Required work: Show every line below where "grassy" can be found.

=== The data ===

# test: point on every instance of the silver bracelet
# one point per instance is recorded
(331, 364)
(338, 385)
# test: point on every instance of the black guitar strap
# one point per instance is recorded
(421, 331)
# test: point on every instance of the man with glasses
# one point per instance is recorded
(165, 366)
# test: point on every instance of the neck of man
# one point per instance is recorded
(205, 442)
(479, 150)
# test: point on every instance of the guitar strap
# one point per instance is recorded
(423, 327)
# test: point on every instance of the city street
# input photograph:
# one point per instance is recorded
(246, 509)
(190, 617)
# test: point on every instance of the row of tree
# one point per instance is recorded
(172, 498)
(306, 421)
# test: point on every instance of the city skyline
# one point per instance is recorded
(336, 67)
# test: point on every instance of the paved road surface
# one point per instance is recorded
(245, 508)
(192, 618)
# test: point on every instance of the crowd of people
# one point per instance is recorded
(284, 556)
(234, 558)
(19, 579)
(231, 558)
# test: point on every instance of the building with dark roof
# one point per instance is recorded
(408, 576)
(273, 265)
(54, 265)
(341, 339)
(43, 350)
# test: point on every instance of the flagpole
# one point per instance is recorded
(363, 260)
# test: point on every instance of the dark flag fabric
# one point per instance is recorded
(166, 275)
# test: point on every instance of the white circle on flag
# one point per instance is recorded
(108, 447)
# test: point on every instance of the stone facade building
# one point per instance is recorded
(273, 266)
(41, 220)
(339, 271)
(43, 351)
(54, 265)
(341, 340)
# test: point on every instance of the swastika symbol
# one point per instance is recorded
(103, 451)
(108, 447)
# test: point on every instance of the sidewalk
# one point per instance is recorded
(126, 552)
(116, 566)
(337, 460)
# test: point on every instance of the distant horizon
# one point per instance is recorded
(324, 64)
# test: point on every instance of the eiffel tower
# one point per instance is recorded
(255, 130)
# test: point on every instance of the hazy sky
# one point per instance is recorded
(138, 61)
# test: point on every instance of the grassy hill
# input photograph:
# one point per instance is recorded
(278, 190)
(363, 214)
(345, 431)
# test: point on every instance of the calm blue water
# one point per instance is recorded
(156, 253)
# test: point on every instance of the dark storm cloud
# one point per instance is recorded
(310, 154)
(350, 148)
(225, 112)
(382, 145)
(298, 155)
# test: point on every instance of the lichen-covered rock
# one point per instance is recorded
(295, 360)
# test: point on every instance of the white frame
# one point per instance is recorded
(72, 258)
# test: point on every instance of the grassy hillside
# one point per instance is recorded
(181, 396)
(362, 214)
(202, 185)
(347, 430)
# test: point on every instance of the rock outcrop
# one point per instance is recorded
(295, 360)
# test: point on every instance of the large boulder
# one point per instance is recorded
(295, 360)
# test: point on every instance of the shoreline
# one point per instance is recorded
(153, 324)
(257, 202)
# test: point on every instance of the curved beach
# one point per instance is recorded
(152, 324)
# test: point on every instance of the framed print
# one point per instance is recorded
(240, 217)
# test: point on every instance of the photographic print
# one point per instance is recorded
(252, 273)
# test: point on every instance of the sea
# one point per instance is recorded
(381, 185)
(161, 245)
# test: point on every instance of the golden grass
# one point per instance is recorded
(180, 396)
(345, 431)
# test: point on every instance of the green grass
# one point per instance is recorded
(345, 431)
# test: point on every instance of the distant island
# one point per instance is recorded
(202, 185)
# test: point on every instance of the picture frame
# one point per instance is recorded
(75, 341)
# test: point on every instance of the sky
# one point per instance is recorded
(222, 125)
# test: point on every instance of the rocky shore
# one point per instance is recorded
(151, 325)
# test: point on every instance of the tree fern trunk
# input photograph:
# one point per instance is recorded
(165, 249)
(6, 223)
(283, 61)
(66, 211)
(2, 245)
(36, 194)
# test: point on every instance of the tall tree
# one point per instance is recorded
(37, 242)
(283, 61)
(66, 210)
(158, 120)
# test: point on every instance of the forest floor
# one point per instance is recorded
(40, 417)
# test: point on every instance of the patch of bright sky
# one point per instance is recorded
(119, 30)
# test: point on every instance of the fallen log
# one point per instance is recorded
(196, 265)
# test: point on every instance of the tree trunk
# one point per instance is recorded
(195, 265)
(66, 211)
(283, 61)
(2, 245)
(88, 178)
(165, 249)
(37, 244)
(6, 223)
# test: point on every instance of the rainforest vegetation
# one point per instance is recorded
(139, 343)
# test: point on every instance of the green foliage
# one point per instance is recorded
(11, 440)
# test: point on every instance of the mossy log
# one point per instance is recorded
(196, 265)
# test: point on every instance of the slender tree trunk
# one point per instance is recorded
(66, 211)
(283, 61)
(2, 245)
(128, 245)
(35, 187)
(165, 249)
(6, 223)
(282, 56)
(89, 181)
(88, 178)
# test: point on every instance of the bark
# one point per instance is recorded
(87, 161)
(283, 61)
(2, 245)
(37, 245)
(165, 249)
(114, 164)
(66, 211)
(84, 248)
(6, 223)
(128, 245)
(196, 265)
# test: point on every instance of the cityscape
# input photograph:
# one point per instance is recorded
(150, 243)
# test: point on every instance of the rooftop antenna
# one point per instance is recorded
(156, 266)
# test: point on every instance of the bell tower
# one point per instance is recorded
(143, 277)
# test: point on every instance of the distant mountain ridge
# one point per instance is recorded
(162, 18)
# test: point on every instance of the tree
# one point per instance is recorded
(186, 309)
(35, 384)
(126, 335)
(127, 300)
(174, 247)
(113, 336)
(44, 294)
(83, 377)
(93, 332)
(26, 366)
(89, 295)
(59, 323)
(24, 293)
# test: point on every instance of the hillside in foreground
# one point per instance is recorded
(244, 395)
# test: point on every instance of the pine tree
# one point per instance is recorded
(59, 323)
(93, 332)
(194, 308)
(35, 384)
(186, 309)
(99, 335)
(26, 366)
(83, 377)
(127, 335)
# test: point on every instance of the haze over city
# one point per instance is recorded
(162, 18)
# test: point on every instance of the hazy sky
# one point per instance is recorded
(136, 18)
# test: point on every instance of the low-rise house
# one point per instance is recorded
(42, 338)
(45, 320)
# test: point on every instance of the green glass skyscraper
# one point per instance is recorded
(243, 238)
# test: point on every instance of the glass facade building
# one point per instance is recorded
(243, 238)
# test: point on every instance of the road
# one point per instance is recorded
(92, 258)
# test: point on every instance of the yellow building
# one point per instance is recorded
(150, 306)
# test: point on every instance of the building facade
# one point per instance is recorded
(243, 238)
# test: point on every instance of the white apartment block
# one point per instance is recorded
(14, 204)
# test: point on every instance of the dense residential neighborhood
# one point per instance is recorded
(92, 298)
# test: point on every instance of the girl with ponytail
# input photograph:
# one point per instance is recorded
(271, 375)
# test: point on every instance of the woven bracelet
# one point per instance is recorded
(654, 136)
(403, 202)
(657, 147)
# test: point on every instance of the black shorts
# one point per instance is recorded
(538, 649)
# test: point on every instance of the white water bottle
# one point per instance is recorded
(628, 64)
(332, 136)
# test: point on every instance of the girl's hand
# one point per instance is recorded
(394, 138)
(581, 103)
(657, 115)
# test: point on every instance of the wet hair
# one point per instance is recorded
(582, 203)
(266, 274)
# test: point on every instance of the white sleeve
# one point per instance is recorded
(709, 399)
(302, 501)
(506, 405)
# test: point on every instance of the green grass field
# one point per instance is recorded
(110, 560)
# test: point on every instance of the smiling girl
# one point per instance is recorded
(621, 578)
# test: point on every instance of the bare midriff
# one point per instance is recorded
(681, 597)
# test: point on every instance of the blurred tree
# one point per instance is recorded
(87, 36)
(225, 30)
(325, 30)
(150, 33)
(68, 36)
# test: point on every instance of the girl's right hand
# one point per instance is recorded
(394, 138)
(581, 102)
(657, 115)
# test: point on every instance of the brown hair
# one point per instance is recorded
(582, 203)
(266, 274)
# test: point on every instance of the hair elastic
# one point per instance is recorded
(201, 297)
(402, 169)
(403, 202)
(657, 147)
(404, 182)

===

Result:
# test: point on every instance of the grassy hill
# test: point on every instance of the grassy hillside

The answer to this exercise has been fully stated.